▶ PASSAGE PROVIDED:
····················
Hows it coming with the glue....TF? http://www.youtube.com/watch?v=561r6as9-kY


----------



## thefinisher (Sep 2, 2011)

moore said:


> Hows it coming with the glue....TF? http://www.youtube.com/watch?v=561r6as9-kY


Stocking two houses this week with glue to use. One house is only 270 boards but the other house is 396 sheets. Looking forward to the results. I will definitely get my camera out and take pics for you guys though :yes:. The only thing I am worried about is my hangers as they have never really hung board this way with limited screw usage, but they will do anything we ask so I'm hoping they do it right. Was a rather easy sell to our builders too :thumbsup:


----------



## thefinisher (Sep 2, 2011)

By the way that is a great looking board job :thumbsup:. My brother is building a house right now that will be ready for rock in about 1-2 months. Going to glue all his rock too. Looking forward to finishing his house out as he only wants us to finish it. Only bad thing about that is I'm going to be finishing it after I get off work .


----------



## P.A. ROCKER (Jul 15, 2011)

thefinisher said:


> Sweet! I'm thinking we will glue and screw the perimeter as usual and put a *screw in every other stud on the walls*. On the ceilings I'm thinking 2 screws in the field.



Hey thefinisher, if you have code enforcement in your area each stud needs a screw on walls with glue. I hope your lucky enough not to get drywall inspections. Two foot centered attic trusses need glue and screws every 8".


----------



## thefinisher (Sep 2, 2011)

We don't have any code enforcement or inspection for drywall here :thumbsup:


----------



## 2buckcanuck (Jul 9, 2010)

P.A. ROCKER said:


> Hey thefinisher, if you have code enforcement in your area each stud needs a screw on walls with glue. I hope your lucky enough not to get drywall inspections. Two foot centered attic trusses need glue and screws every 8".


I wish there was a drywall inspection done on the house I'm doing right now

I hate getting stuck with the houses, where the rocker is training a newb:furious:,,,,,,,,,, My ball-peen hammer had to work overtime:yes:

Yes you heard me right Kiwiman,,, BALL-PEEN HAMMER:whistling2:


----------



## Kiwiman (Jun 14, 2008)

2buckcanuck said:


> Yes you heard me right Kiwiman,,, BALL-PEEN HAMMER:whistling2:


:hammer:


----------



## P.A. ROCKER (Jul 15, 2011)

2buckcanuck said:


> I wish there was a drywall inspection done on the house I'm doing right now
> 
> I hate getting stuck with the houses, where the rocker is training a newb:furious:,,,,,,,,,, My ball-peen hammer had to work overtime:yes:
> 
> Yes you heard me right Kiwiman,,, BALL-PEEN HAMMER:whistling2:


They don't inspect to make sure the screws are set properly:laughing:. They check for 5/8" in the garage and that there are enough screws. That means more to turn in (bang in).


----------



## thefinisher (Sep 2, 2011)

They don't check for anything around here at all . You can hang 1/4" on 24" centers if you wanted lol. We make sure we put 5/8" everywhere we are supposed to and on 24" centers. Heck I would rather put 5/8" rock everywhere :yes:


----------



## moore (Dec 2, 2010)

I've seen hangers go back at the end of the day then screw off the fields .. Ya can't do that when using glue. Or the glue won't stick.

A DUH! Statement . But I thought I'd throw It in..
····················
▶ Object location annotation data:

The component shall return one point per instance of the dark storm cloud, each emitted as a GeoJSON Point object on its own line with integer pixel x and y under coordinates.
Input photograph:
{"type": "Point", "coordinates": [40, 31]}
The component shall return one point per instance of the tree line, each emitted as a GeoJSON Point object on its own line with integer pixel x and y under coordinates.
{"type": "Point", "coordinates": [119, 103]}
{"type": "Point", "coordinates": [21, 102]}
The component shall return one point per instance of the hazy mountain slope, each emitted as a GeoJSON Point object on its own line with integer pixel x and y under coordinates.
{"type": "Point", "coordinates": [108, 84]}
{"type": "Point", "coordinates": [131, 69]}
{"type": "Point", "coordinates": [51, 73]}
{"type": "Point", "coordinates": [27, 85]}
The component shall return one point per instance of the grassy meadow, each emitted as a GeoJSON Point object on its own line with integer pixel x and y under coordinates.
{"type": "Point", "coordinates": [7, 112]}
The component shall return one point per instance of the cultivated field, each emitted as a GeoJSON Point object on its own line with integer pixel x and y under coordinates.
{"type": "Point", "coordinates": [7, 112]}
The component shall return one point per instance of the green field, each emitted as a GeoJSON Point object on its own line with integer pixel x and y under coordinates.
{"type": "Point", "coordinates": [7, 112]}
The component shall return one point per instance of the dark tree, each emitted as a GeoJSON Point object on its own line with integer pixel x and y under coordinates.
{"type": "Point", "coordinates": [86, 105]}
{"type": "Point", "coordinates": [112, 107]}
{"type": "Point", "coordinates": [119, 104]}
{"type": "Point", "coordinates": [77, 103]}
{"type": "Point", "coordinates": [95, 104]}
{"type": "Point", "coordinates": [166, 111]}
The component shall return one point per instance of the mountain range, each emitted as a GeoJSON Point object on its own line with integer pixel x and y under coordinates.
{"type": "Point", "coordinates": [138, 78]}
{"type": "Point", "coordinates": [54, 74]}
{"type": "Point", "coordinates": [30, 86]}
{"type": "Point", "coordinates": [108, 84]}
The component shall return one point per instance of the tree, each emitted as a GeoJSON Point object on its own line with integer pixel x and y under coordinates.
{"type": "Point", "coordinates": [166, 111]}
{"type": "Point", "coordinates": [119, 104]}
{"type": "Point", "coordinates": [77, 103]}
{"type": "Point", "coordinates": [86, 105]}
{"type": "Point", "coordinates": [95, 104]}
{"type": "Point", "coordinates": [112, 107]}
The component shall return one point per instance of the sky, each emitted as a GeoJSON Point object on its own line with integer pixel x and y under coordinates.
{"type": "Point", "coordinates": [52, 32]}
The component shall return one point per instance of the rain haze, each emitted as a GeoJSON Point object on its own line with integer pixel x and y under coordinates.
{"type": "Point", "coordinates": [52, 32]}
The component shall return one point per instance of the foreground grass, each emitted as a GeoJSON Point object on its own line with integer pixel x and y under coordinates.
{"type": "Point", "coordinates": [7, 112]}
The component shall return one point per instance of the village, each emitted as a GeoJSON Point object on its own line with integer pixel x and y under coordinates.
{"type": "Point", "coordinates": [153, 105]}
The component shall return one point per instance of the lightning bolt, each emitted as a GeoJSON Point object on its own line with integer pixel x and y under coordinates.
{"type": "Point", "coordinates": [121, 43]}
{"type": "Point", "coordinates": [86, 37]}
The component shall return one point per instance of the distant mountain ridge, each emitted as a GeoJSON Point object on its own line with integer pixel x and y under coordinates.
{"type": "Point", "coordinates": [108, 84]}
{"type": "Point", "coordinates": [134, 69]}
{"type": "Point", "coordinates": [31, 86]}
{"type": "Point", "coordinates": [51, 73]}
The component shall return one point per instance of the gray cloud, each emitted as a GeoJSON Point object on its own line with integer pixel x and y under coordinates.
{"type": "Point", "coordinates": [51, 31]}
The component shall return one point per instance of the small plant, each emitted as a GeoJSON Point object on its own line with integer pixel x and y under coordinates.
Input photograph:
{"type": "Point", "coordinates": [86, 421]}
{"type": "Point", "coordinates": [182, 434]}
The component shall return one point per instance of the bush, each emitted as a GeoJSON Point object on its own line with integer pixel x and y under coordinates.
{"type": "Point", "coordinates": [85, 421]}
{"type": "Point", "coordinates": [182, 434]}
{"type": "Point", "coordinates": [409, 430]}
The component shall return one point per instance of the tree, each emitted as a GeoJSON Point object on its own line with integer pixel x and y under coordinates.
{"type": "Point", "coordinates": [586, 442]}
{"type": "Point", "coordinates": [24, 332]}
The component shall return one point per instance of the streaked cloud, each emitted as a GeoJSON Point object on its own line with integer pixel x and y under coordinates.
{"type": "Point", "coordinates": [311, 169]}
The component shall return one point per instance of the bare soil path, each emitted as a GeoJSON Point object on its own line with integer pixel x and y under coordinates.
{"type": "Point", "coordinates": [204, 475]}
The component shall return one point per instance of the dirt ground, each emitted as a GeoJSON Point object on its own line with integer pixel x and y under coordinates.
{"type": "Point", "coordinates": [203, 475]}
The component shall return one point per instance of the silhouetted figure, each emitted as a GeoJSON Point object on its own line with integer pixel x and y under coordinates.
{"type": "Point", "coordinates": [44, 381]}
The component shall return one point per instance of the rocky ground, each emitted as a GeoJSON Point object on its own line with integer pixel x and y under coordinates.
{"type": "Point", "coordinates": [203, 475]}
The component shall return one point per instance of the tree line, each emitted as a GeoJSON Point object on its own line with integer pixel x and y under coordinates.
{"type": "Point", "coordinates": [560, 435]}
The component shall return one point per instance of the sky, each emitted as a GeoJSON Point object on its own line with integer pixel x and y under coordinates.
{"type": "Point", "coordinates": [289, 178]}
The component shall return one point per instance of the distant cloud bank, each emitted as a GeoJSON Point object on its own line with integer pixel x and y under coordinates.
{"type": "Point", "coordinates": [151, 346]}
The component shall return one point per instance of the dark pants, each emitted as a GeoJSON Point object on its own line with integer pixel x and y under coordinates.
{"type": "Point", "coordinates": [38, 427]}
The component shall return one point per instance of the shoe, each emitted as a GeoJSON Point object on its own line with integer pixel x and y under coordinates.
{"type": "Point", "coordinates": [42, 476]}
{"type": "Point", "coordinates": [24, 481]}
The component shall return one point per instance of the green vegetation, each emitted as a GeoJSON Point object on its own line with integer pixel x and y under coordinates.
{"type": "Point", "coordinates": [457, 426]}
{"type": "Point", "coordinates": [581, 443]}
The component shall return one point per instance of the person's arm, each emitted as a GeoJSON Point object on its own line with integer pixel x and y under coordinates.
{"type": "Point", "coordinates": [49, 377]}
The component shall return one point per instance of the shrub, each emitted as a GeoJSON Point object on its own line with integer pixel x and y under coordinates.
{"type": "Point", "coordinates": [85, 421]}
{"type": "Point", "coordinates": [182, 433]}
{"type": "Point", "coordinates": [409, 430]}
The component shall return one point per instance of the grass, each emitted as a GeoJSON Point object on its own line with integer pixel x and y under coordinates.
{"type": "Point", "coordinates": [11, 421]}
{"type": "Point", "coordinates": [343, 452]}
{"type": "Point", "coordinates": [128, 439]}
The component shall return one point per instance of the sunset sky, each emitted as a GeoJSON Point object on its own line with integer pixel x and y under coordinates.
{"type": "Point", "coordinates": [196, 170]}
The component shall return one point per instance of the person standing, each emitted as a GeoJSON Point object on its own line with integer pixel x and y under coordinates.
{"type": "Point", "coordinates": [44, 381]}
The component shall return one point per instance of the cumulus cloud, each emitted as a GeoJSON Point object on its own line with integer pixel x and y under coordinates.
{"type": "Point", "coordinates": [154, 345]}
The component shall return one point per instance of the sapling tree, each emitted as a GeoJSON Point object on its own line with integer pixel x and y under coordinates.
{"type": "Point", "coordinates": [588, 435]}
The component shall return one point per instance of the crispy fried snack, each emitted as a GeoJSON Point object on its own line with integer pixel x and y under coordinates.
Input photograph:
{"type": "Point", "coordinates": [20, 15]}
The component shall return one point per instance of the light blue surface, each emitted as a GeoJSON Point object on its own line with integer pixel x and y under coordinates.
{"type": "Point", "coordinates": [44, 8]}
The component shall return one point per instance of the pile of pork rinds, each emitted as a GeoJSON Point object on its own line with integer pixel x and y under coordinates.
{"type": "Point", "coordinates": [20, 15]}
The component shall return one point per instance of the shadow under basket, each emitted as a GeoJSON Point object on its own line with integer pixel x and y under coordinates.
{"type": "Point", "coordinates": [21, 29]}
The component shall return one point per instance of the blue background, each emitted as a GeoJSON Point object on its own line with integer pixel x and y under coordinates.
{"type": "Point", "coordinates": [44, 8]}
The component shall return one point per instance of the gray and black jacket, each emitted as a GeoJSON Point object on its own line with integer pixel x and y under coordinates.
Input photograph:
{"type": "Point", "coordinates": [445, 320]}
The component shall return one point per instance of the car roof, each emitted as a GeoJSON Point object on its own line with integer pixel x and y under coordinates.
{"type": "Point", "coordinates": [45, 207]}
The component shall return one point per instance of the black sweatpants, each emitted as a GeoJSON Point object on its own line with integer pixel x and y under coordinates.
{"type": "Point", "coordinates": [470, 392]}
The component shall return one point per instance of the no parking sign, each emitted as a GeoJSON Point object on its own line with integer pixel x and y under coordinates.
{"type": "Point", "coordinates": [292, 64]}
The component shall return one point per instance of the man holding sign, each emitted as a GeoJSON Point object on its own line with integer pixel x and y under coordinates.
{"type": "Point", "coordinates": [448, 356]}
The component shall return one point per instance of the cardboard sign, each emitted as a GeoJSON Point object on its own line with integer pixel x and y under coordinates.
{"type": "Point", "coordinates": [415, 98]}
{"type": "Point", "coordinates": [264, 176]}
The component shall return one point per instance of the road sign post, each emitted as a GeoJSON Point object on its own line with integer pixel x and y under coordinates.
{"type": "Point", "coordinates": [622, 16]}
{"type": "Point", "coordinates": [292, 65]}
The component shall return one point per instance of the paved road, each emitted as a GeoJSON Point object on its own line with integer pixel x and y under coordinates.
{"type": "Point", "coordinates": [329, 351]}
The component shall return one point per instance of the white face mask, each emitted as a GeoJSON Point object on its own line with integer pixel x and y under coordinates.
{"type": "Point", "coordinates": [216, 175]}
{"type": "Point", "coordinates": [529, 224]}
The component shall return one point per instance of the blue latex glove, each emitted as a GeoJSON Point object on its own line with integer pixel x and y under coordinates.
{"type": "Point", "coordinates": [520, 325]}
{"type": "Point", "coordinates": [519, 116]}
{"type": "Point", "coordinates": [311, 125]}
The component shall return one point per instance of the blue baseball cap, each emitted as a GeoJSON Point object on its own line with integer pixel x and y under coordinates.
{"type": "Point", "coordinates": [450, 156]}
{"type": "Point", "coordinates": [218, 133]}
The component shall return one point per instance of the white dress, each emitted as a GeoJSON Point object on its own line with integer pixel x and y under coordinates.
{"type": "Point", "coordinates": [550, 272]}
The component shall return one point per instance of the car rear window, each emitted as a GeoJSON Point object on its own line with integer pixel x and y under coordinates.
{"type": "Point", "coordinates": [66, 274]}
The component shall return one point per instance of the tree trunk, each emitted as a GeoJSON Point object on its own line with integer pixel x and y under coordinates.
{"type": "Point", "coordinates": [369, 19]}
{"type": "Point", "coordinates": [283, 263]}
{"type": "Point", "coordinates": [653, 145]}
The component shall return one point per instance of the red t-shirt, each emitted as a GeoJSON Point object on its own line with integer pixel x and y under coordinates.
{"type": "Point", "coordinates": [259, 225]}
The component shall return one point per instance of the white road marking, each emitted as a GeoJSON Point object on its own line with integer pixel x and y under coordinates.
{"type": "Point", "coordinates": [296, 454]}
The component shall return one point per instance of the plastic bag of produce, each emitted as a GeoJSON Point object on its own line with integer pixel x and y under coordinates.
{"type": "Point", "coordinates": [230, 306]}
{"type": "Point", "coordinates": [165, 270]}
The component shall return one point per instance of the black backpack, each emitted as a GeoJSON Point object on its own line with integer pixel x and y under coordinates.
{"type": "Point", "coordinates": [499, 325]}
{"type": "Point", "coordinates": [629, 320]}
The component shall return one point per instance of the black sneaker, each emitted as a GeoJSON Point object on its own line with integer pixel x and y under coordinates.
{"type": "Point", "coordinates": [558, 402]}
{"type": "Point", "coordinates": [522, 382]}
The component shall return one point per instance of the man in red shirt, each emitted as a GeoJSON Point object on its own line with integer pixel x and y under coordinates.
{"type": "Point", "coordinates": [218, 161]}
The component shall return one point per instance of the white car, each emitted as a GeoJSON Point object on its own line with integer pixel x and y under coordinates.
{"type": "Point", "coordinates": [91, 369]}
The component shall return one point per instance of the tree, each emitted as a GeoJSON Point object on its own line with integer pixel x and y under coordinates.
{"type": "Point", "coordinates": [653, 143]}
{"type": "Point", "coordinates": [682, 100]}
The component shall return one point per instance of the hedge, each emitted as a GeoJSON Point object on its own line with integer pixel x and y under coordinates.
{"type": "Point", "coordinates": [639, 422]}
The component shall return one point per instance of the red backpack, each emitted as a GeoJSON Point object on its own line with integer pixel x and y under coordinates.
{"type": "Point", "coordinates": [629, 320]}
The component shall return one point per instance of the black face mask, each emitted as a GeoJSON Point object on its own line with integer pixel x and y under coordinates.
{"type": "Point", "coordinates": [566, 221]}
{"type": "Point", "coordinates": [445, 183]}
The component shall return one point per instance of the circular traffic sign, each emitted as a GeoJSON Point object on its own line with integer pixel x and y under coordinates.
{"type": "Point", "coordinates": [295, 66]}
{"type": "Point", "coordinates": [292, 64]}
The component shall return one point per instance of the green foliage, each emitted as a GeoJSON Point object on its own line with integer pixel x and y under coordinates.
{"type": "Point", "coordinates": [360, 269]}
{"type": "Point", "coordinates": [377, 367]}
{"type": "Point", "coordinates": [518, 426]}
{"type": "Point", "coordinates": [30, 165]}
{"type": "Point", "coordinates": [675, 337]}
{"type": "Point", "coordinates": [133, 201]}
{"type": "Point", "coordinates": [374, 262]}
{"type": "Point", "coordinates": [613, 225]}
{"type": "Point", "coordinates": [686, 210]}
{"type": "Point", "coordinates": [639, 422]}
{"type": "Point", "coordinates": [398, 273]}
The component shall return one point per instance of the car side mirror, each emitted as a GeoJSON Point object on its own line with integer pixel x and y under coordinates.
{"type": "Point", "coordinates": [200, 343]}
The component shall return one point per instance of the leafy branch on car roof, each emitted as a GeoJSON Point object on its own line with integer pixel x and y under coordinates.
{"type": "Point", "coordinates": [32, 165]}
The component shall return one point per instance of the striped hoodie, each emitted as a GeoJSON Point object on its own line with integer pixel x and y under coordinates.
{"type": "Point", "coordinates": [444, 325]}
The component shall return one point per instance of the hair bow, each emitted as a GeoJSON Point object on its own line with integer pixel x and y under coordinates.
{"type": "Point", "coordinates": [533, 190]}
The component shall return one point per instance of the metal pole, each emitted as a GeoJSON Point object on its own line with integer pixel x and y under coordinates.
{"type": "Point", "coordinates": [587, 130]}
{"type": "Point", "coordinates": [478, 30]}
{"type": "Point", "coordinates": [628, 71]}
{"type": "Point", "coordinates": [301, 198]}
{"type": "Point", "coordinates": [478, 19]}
····················
▶ TASKS TO COMPLETE:
A - In the thread on gluing drywall, translate the sentence "One house is only 270 boards but the other house is 396 sheets." into Spanish.
B - Repeat word for word the part of the thread on gluing drywall starting at "By the way that" and ending at "in the field.".

▶ THE REPLIES:
A - Una casa tiene solo 270 placas, pero la otra casa tiene 396 láminas.

B -
By the way that is a great looking board job :thumbsup:. My brother is building a house right now that will be ready for rock in about 1-2 months. Going to glue all his rock too. Looking forward to finishing his house out as he only wants us to finish it. Only bad thing about that is I'm going to be finishing it after I get off work .


----------



## P.A. ROCKER (Jul 15, 2011)

thefinisher said:


> Sweet! I'm thinking we will glue and screw the perimeter as usual and put a *screw in every other stud on the walls*. On the ceilings I'm thinking 2 screws in the field.